▶ **ABOUT THIS EXERCISE**: Write back every entry exactly as it reads, with the pictures left behind.

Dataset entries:
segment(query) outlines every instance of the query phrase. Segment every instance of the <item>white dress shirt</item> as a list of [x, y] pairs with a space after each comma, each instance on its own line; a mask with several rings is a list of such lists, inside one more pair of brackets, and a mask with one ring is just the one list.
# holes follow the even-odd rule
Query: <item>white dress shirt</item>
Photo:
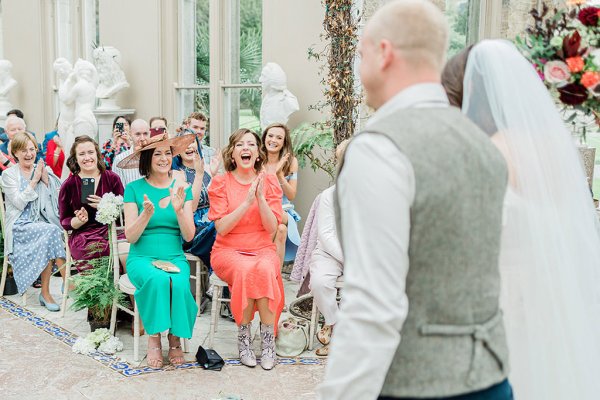
[[142, 179], [142, 175], [140, 174], [140, 170], [138, 168], [123, 169], [123, 168], [119, 168], [117, 166], [121, 160], [123, 160], [125, 157], [127, 157], [128, 155], [130, 155], [132, 153], [133, 153], [133, 148], [131, 148], [127, 151], [123, 151], [123, 152], [119, 153], [115, 157], [115, 160], [113, 161], [112, 171], [115, 174], [119, 175], [119, 178], [121, 178], [121, 183], [123, 184], [123, 187], [127, 186], [128, 183], [137, 181], [138, 179]]
[[[380, 107], [366, 131], [402, 108], [447, 106], [440, 84], [414, 85]], [[408, 158], [381, 134], [357, 136], [345, 160], [337, 185], [343, 210], [344, 289], [317, 398], [370, 400], [381, 392], [408, 314], [405, 287], [415, 176]]]

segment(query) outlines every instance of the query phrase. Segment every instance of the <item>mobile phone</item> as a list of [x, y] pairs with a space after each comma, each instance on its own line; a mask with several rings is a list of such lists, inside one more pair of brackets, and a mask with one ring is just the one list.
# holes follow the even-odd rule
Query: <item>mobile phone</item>
[[115, 128], [121, 133], [123, 133], [123, 131], [125, 130], [123, 122], [117, 122], [115, 124]]
[[81, 204], [88, 204], [87, 198], [94, 194], [95, 183], [94, 178], [81, 178]]
[[200, 155], [200, 158], [204, 160], [204, 154], [202, 154], [202, 142], [198, 140], [198, 136], [196, 136], [196, 145], [198, 146], [198, 154]]
[[162, 135], [165, 131], [165, 128], [150, 128], [150, 137]]

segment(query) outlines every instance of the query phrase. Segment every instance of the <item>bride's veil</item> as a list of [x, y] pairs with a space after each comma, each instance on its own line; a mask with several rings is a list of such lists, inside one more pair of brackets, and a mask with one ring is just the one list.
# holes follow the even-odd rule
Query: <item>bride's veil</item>
[[505, 146], [513, 172], [500, 268], [516, 395], [600, 398], [600, 236], [574, 141], [508, 41], [472, 49], [463, 112]]

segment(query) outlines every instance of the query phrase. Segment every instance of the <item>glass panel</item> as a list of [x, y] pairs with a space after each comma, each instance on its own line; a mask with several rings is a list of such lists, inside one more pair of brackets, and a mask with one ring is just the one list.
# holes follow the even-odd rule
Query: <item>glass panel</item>
[[[196, 0], [196, 84], [210, 81], [210, 36], [208, 33], [209, 0]], [[208, 110], [208, 108], [207, 108]]]
[[221, 143], [229, 140], [229, 135], [238, 128], [251, 129], [260, 134], [260, 88], [225, 89], [223, 98], [223, 136]]
[[[258, 83], [262, 68], [262, 0], [231, 0], [230, 83]], [[235, 50], [238, 50], [237, 52]]]
[[469, 0], [446, 0], [446, 16], [450, 24], [448, 58], [467, 46], [469, 42]]
[[208, 89], [179, 89], [180, 120], [179, 125], [190, 113], [200, 111], [208, 115], [210, 110], [210, 96]]

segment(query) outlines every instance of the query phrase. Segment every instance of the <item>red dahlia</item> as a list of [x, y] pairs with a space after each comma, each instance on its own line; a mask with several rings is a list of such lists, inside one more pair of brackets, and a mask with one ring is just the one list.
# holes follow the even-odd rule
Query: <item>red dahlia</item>
[[587, 26], [597, 26], [598, 25], [598, 13], [600, 12], [600, 8], [598, 7], [586, 7], [579, 11], [579, 21], [582, 24]]

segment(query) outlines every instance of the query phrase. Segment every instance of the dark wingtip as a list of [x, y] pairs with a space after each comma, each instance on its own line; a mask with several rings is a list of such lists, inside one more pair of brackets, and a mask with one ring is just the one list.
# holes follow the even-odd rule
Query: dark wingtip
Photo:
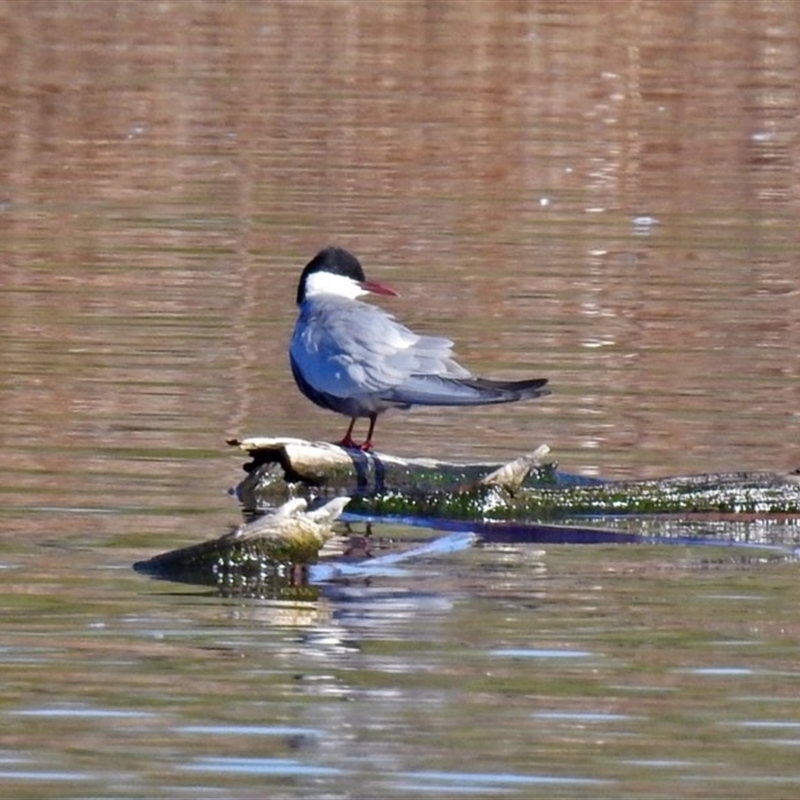
[[552, 394], [549, 389], [544, 388], [547, 384], [547, 378], [531, 378], [524, 381], [497, 381], [490, 378], [470, 378], [464, 381], [464, 383], [469, 383], [482, 389], [517, 393], [521, 398], [542, 397], [546, 394]]
[[545, 389], [547, 378], [534, 378], [529, 381], [512, 381], [513, 391], [519, 393], [520, 400], [533, 400], [536, 397], [546, 397], [553, 394], [549, 389]]

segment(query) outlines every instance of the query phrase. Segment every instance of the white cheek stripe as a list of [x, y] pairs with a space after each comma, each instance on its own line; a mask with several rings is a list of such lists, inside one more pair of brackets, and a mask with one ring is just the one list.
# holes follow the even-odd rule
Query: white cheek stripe
[[367, 294], [356, 281], [345, 275], [334, 275], [332, 272], [313, 272], [306, 278], [306, 297], [318, 294], [335, 294], [354, 300]]

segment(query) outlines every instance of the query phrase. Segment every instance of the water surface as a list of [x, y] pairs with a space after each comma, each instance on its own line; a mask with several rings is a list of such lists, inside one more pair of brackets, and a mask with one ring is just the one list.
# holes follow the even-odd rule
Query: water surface
[[286, 359], [331, 242], [477, 372], [554, 390], [389, 414], [381, 448], [800, 466], [794, 3], [0, 21], [4, 794], [797, 793], [796, 565], [771, 551], [492, 545], [292, 602], [130, 569], [238, 522], [227, 437], [343, 433]]

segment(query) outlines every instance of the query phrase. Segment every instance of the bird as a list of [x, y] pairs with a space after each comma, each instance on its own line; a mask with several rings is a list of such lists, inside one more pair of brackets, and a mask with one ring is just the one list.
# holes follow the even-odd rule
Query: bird
[[[350, 417], [336, 444], [370, 451], [378, 415], [411, 406], [478, 406], [550, 394], [546, 378], [503, 381], [473, 375], [452, 357], [453, 342], [414, 333], [382, 308], [358, 298], [397, 292], [366, 279], [361, 262], [340, 247], [320, 250], [297, 285], [298, 317], [289, 344], [300, 391], [322, 408]], [[369, 420], [357, 443], [353, 427]]]

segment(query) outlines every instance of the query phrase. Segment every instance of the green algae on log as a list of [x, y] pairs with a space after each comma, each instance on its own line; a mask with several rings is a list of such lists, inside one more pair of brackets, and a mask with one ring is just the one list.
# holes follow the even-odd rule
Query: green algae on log
[[290, 500], [274, 513], [224, 536], [140, 561], [134, 569], [167, 580], [220, 588], [258, 581], [297, 583], [302, 568], [314, 563], [333, 537], [332, 524], [349, 501], [349, 497], [336, 497], [321, 508], [306, 511], [305, 500]]
[[800, 484], [792, 474], [729, 473], [588, 486], [497, 487], [464, 492], [357, 496], [350, 510], [379, 516], [461, 520], [563, 520], [619, 515], [800, 515]]
[[[249, 508], [299, 482], [353, 494], [350, 511], [459, 520], [547, 520], [578, 515], [800, 514], [797, 472], [727, 472], [660, 480], [600, 481], [542, 463], [542, 445], [506, 465], [453, 464], [361, 453], [303, 439], [233, 440], [247, 452], [237, 494]], [[282, 474], [281, 474], [282, 473]]]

▶ **ANSWER FOR THIS EXERCISE**:
segment(query) outlines every instance of the query phrase. Segment every instance of the <item>white dress shirt</item> as a list of [x, y] pairs with a space after each comma, each instance on its own line; a mask with several rings is a list of such lists, inside one more pair of brackets, and a mask with one ring is just the one list.
# holes follow the even-odd rule
Query: <item>white dress shirt</item>
Photo:
[[142, 179], [142, 175], [140, 174], [140, 170], [138, 168], [123, 169], [123, 168], [119, 168], [117, 166], [121, 160], [123, 160], [125, 157], [127, 157], [128, 155], [130, 155], [132, 153], [133, 153], [133, 148], [131, 148], [127, 151], [123, 151], [123, 152], [119, 153], [115, 157], [115, 160], [113, 161], [112, 171], [115, 174], [119, 175], [119, 178], [121, 178], [121, 183], [123, 184], [123, 187], [127, 186], [128, 183], [137, 181], [138, 179]]
[[[380, 107], [366, 131], [402, 108], [447, 106], [440, 84], [414, 85]], [[408, 158], [381, 134], [357, 136], [345, 160], [337, 185], [343, 210], [344, 289], [317, 398], [370, 400], [381, 392], [408, 314], [405, 287], [415, 176]]]

segment(query) outlines every instance of the query phrase. Segment every instance of the <item>mobile phone</item> as a list of [x, y] pairs with a space after each comma, each instance on its own line; a mask with several rings is a list of such lists, inside one more pair of brackets, and a mask with one ring is just the one list.
# holes follow the even-odd rule
Query: <item>mobile phone</item>
[[115, 128], [121, 133], [123, 133], [123, 131], [125, 130], [123, 122], [117, 122], [115, 124]]
[[81, 204], [88, 204], [87, 198], [94, 194], [95, 183], [94, 178], [81, 178]]
[[200, 155], [200, 158], [204, 160], [204, 154], [202, 154], [202, 142], [198, 140], [198, 136], [196, 136], [196, 145], [198, 146], [198, 154]]
[[162, 135], [165, 131], [165, 128], [150, 128], [150, 137]]

segment(query) outlines every instance of the query phrase. Segment every instance of the <item>bride's veil</item> as a list of [x, y] pairs with a space after each comma, each instance on its own line; a mask with several rings is a list of such lists, inside one more pair of brackets, and a mask with one ring is just the one list.
# holes follow the even-odd rule
Query: <item>bride's veil</item>
[[505, 146], [513, 172], [500, 268], [516, 395], [600, 398], [600, 236], [574, 141], [508, 41], [472, 49], [463, 112]]

segment(query) outlines every instance of the query phrase. Segment every instance of the <item>glass panel</item> as a list of [x, y] pairs with a space after each comma, each instance on its own line; a mask with several rings is a list of such lists, inside one more pair of brackets, and a mask with one ring is just the one list.
# holes follow the even-odd rule
Query: <item>glass panel</item>
[[[196, 0], [196, 84], [210, 81], [210, 36], [208, 33], [209, 0]], [[208, 110], [208, 108], [207, 108]]]
[[221, 143], [229, 140], [229, 135], [238, 128], [251, 129], [260, 134], [260, 88], [225, 89], [223, 98], [223, 136]]
[[[258, 83], [262, 68], [262, 0], [231, 0], [230, 83]], [[235, 50], [238, 50], [237, 52]]]
[[469, 0], [446, 0], [446, 16], [450, 24], [448, 58], [467, 46], [469, 42]]
[[208, 89], [179, 89], [180, 120], [179, 125], [190, 113], [200, 111], [208, 115], [210, 110], [210, 96]]

segment(query) outlines every instance of the query phrase. Segment every instance of the <item>red dahlia</item> as a list of [x, y] pairs with a space after each comma, each instance on its own line; a mask with several rings is a list of such lists, inside one more pair of brackets, and a mask with one ring is just the one list.
# holes follow the even-odd rule
Query: <item>red dahlia</item>
[[587, 26], [597, 26], [598, 25], [598, 13], [600, 12], [600, 8], [598, 7], [586, 7], [579, 11], [579, 21], [582, 24]]

segment(query) outlines every instance of the query phrase. Segment every instance of the dark wingtip as a list of [x, y] pairs with a space after each comma, each instance on its own line; a mask with several rings is a list of such lists, inside one more pair of brackets, and a mask with one ring is just the one list.
# holes follow the even-odd rule
Query: dark wingtip
Photo:
[[552, 394], [549, 389], [544, 388], [547, 384], [547, 378], [531, 378], [524, 381], [497, 381], [490, 378], [470, 378], [464, 381], [464, 383], [469, 383], [482, 389], [517, 393], [521, 398], [542, 397], [546, 394]]
[[545, 389], [547, 378], [534, 378], [529, 381], [512, 381], [513, 391], [519, 393], [520, 400], [533, 400], [536, 397], [546, 397], [553, 394], [549, 389]]

segment(query) outlines every instance of the query phrase. Segment every instance of the white cheek stripe as a list of [x, y] pairs with a space after each comma, each instance on its own line; a mask with several rings is a list of such lists, inside one more pair of brackets, and a mask with one ring is just the one list.
# holes follow the even-odd rule
Query: white cheek stripe
[[367, 294], [356, 281], [345, 275], [334, 275], [332, 272], [313, 272], [306, 278], [306, 297], [318, 294], [335, 294], [354, 300]]

segment(query) outlines every instance of the query phrase. Segment every instance of the water surface as a list of [x, y] pairs with a space after each comma, each instance on its own line; a mask with several rings is a list of such lists, inside one more pair of brackets, and a mask with one ring is just the one list.
# holes follow the even-odd rule
Query: water surface
[[286, 359], [331, 242], [477, 372], [554, 390], [389, 414], [381, 448], [800, 466], [794, 3], [0, 21], [4, 794], [797, 793], [796, 565], [771, 551], [492, 545], [292, 602], [130, 569], [238, 522], [227, 437], [343, 433]]

segment(query) outlines every instance of the query phrase. Segment every instance of the bird as a list of [x, y] pairs with a space after each comma, each instance on its own line; a mask with several rings is a list of such lists, inside one more pair of brackets, and a mask with one ring is just the one list.
# holes follow the even-odd rule
Query: bird
[[[350, 417], [336, 444], [370, 451], [378, 415], [411, 406], [478, 406], [550, 394], [546, 378], [503, 381], [473, 375], [452, 357], [453, 342], [414, 333], [382, 308], [358, 298], [397, 292], [366, 279], [361, 262], [340, 247], [320, 250], [297, 285], [298, 317], [289, 344], [300, 391], [322, 408]], [[369, 420], [357, 443], [353, 427]]]

segment(query) outlines every instance of the query phrase. Segment every instance of the green algae on log as a list of [x, y] pairs with a space after each comma, each instance on its own line; a mask with several rings is a list of such lists, inside one more pair of brackets, and a mask with one ring is just the one list.
# holes follow the even-odd rule
Query: green algae on log
[[290, 500], [274, 513], [224, 536], [140, 561], [134, 569], [167, 580], [220, 588], [258, 581], [297, 583], [302, 568], [314, 563], [333, 537], [332, 524], [349, 501], [349, 497], [336, 497], [321, 508], [306, 511], [305, 500]]
[[800, 484], [792, 474], [729, 473], [588, 486], [497, 487], [464, 492], [357, 496], [350, 510], [379, 516], [461, 520], [563, 520], [619, 515], [800, 515]]
[[[249, 508], [299, 482], [353, 494], [350, 511], [459, 520], [547, 520], [578, 515], [800, 514], [797, 472], [727, 472], [660, 480], [600, 481], [542, 463], [542, 445], [506, 465], [453, 464], [361, 453], [303, 439], [233, 440], [247, 452], [237, 494]], [[282, 474], [281, 474], [282, 473]]]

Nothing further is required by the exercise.